WHAT THE TASK ASKS: All of the data should be repeated exactly; pictures are not part of the copy.

+-------+

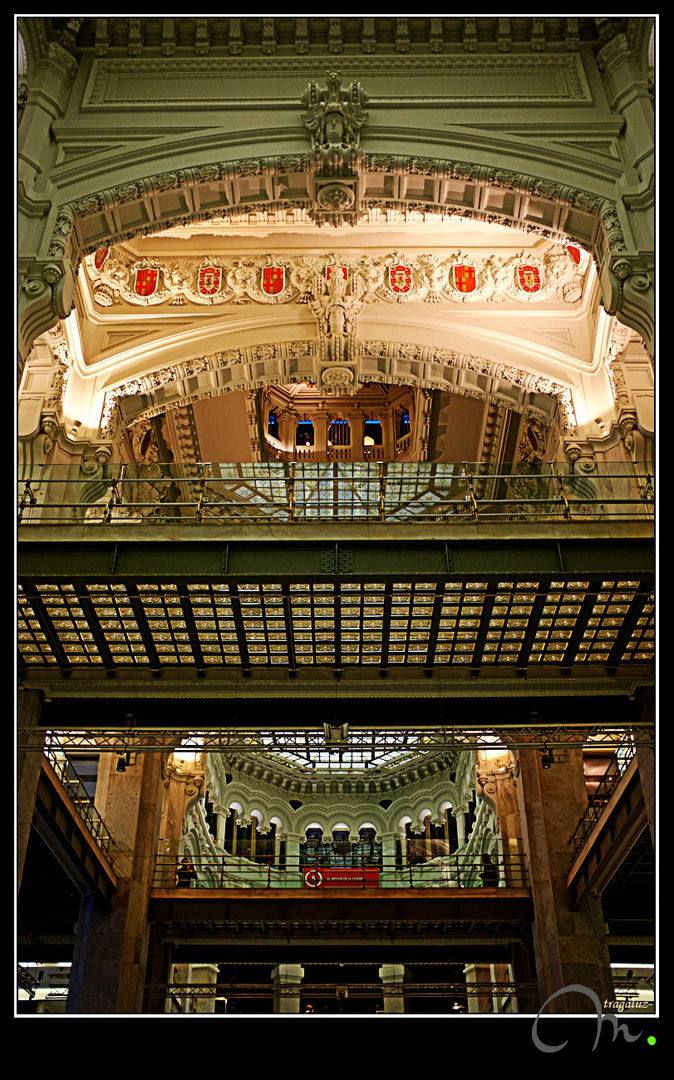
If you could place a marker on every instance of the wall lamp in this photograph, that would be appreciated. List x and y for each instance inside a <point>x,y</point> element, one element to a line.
<point>547,758</point>
<point>122,761</point>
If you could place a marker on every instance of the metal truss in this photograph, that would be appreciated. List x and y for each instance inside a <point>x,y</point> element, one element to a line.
<point>362,745</point>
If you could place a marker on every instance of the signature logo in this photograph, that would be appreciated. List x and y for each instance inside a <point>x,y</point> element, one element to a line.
<point>576,988</point>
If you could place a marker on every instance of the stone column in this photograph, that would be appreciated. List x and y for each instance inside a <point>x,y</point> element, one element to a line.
<point>293,875</point>
<point>28,711</point>
<point>393,975</point>
<point>459,814</point>
<point>286,980</point>
<point>646,759</point>
<point>495,781</point>
<point>569,946</point>
<point>203,974</point>
<point>389,868</point>
<point>479,974</point>
<point>112,960</point>
<point>184,777</point>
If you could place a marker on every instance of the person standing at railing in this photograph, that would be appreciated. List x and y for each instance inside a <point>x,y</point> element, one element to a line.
<point>185,874</point>
<point>489,873</point>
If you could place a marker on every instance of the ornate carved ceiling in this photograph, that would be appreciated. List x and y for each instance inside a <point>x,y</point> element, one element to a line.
<point>201,310</point>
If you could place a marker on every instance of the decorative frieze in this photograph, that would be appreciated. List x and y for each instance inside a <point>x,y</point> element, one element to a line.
<point>460,278</point>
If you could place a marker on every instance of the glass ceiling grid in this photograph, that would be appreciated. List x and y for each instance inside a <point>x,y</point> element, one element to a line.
<point>344,623</point>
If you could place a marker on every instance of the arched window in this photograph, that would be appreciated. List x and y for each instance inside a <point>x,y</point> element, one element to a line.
<point>304,433</point>
<point>339,433</point>
<point>374,434</point>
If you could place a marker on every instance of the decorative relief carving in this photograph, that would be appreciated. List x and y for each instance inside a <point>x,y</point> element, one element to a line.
<point>459,278</point>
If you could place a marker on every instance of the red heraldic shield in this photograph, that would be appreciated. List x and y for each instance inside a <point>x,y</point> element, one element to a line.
<point>100,256</point>
<point>464,279</point>
<point>210,279</point>
<point>146,282</point>
<point>529,279</point>
<point>400,278</point>
<point>273,280</point>
<point>336,272</point>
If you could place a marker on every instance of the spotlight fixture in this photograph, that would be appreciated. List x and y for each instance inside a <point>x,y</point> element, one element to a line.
<point>122,760</point>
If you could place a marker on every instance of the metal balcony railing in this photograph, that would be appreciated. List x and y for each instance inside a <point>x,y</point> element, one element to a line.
<point>601,797</point>
<point>304,491</point>
<point>83,802</point>
<point>224,871</point>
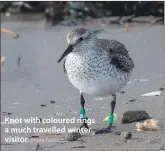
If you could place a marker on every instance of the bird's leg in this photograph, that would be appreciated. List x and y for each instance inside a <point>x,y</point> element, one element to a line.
<point>111,116</point>
<point>110,128</point>
<point>82,113</point>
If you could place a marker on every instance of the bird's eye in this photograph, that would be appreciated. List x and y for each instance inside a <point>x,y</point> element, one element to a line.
<point>81,39</point>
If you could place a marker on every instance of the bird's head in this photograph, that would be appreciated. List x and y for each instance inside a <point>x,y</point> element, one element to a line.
<point>79,38</point>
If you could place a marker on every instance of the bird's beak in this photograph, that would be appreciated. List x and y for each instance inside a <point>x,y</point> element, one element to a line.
<point>66,52</point>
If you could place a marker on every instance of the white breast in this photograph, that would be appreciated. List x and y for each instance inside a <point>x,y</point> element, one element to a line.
<point>94,75</point>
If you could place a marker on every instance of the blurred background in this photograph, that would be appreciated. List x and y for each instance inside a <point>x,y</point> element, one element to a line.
<point>70,13</point>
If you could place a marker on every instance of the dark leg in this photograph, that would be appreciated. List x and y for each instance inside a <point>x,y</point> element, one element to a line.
<point>113,104</point>
<point>110,128</point>
<point>82,113</point>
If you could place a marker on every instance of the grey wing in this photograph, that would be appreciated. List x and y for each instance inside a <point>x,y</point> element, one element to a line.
<point>118,54</point>
<point>123,63</point>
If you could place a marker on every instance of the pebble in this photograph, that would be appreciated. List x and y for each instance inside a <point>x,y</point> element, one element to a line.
<point>134,116</point>
<point>6,113</point>
<point>127,135</point>
<point>52,101</point>
<point>43,105</point>
<point>80,146</point>
<point>161,89</point>
<point>132,100</point>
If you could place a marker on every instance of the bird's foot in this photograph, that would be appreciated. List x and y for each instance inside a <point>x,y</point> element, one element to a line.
<point>84,123</point>
<point>109,129</point>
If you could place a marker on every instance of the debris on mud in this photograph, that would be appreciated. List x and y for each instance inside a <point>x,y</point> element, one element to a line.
<point>134,116</point>
<point>147,125</point>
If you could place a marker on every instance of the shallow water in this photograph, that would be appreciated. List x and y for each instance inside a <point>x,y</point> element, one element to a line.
<point>39,78</point>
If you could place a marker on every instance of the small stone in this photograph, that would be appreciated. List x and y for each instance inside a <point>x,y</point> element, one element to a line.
<point>122,92</point>
<point>43,105</point>
<point>80,146</point>
<point>118,133</point>
<point>127,135</point>
<point>132,100</point>
<point>6,113</point>
<point>52,101</point>
<point>34,136</point>
<point>73,136</point>
<point>134,116</point>
<point>161,89</point>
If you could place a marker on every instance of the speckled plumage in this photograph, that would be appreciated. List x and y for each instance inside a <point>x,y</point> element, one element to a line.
<point>98,67</point>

+-------+

EXERCISE RESPONSE:
If you could place a marker on every instance of the wall lamp in this photograph, that would be appreciated. List x and y for each instance inside a <point>x,y</point> element, one element to a line.
<point>547,758</point>
<point>122,761</point>
If you could place a marker on every instance of the metal truss in this photograph, that would be appreciated. List x and y for each instance inside a <point>x,y</point> element, one element to a line.
<point>362,745</point>
If you could place a marker on every instance of the signature logo in this photograph, that would be appreciated. List x and y for each instance inside a <point>x,y</point> element, one element to a line.
<point>576,988</point>
If you could place a marker on every instance of the stone column in this photograph, that would be appreciated. List x and y for each instance inside a <point>x,y</point> element, one element to a line.
<point>293,875</point>
<point>28,711</point>
<point>393,975</point>
<point>459,814</point>
<point>286,980</point>
<point>646,759</point>
<point>495,781</point>
<point>569,946</point>
<point>203,974</point>
<point>389,868</point>
<point>479,974</point>
<point>112,960</point>
<point>184,777</point>
If you could place a marker on every instance of the person standing at railing in this photograph, that would be appreciated. List x and y for each instance inside a <point>x,y</point> element, one element to a line.
<point>185,874</point>
<point>489,873</point>
If you could place a marker on every instance of the ornate carved ceiling in this photograph, that would be appreciated. List x and y for each instance inside a <point>x,y</point> element, one element to a line.
<point>201,310</point>
If you could place a marker on every instance of the decorative frieze in this photograph, that would be appreciated. List x and y for each instance inside a <point>x,y</point> element, one element to a line.
<point>460,278</point>
If you could place a marker on every instance of the glass ceiling grid in this photograph, that would be appreciated. List x and y for each instance inside a <point>x,y</point> element, one element to a line.
<point>344,623</point>
If you could place a marker on every instance of the arched window in this photograph, that would be appreciated. List x and y for each instance inside a <point>x,y</point> element, one element to a line.
<point>304,433</point>
<point>339,433</point>
<point>374,434</point>
If you could place a marker on every instance of the decorative relief carving in this photograph, that would be appreciated. List x and y for each instance inside a <point>x,y</point> element, one element to a line.
<point>459,278</point>
If you could place a marker on every instance of the red heraldic shield in this photograph, that would be appreciated. List x and y for each instance inside a <point>x,y</point> element, one element to a line.
<point>100,256</point>
<point>464,279</point>
<point>210,279</point>
<point>146,282</point>
<point>529,279</point>
<point>400,278</point>
<point>273,280</point>
<point>336,272</point>
If you could place a marker on every instance of the spotlight fixture in this photograph, that would be appreciated. List x and y for each instance inside a <point>x,y</point> element, one element to a line.
<point>122,760</point>
If you could place a marker on every instance of the metal balcony railing in this photograph, that would be appreciated. List x and y for each instance inside a <point>x,y</point> element, one element to a line.
<point>601,797</point>
<point>304,491</point>
<point>83,802</point>
<point>224,871</point>
If you could place a marker on every instance of the bird's leg in this photograph, that would be appreciated. List x and y for each instance inside a <point>x,y</point> element, one element to a line.
<point>111,116</point>
<point>110,128</point>
<point>82,113</point>
If you could place a marker on every instance of the bird's eye in this photograph, that would be appreciated. List x and y for each instance inside a <point>x,y</point> element, one element to a line.
<point>81,39</point>
If you could place a marker on every instance of the bird's head in this photograph, that would be appreciated. List x and y for each instance inside a <point>x,y</point> element, one element to a line.
<point>79,38</point>
If you could place a marker on every instance of the bird's beak in this photograph, that would be appreciated. List x and y for each instance inside a <point>x,y</point> element, one element to a line.
<point>66,52</point>
If you could place a marker on every instance of the white breast in this photograph, that would be appreciated. List x and y for each instance inside a <point>x,y</point> element, one element to a line.
<point>94,75</point>
If you could place a marker on every instance of the blurred background in this photograph, that would be appreciated. List x and y for each instance inside a <point>x,y</point> element, one element to a line.
<point>70,13</point>
If you could place a marker on every instance of the dark leg in this photograph, that would be appreciated. List x and y for each instance inside a <point>x,y</point> element, one element to a line.
<point>113,104</point>
<point>110,128</point>
<point>82,113</point>
If you could place a marker on every instance of the grey wing in this photograph, that would be appreciated. List x and y for each instance inside a <point>x,y</point> element, one element to a line.
<point>118,54</point>
<point>123,63</point>
If you could place a marker on every instance of the pebble in this photograph, that would be appreciated. List x and y for each instance inside a <point>x,y</point> element, one element to a line.
<point>134,116</point>
<point>6,113</point>
<point>127,135</point>
<point>52,101</point>
<point>43,105</point>
<point>80,146</point>
<point>161,89</point>
<point>132,100</point>
If you could place a marker on every instance of the bird's foot in this photograph, that would be appreciated. List x and y for each instance inside a <point>x,y</point> element, one element to a line.
<point>84,123</point>
<point>109,129</point>
If you could place a marker on every instance of the debris on mud in this photograph, that would be appreciated. List x and y for each instance inside a <point>x,y</point> element, one element to a line.
<point>134,116</point>
<point>147,125</point>
If you could place a marker on every instance of the shallow water in this photograph, that would be appreciated. List x and y for each instance inside a <point>x,y</point> element, one element to a line.
<point>39,78</point>
If you could place a marker on every instance of the small stone in this photograph, that would be appreciated. List x and y for each instance inside a <point>x,y</point> element, one element to a line.
<point>122,92</point>
<point>43,105</point>
<point>80,146</point>
<point>118,133</point>
<point>127,135</point>
<point>132,100</point>
<point>6,113</point>
<point>52,101</point>
<point>34,136</point>
<point>73,136</point>
<point>134,116</point>
<point>161,89</point>
If you could place a marker on every instance of the speckled plumage in this photograph, that would be appreciated. List x and y for each instance inside a <point>x,y</point> element, one element to a line.
<point>98,67</point>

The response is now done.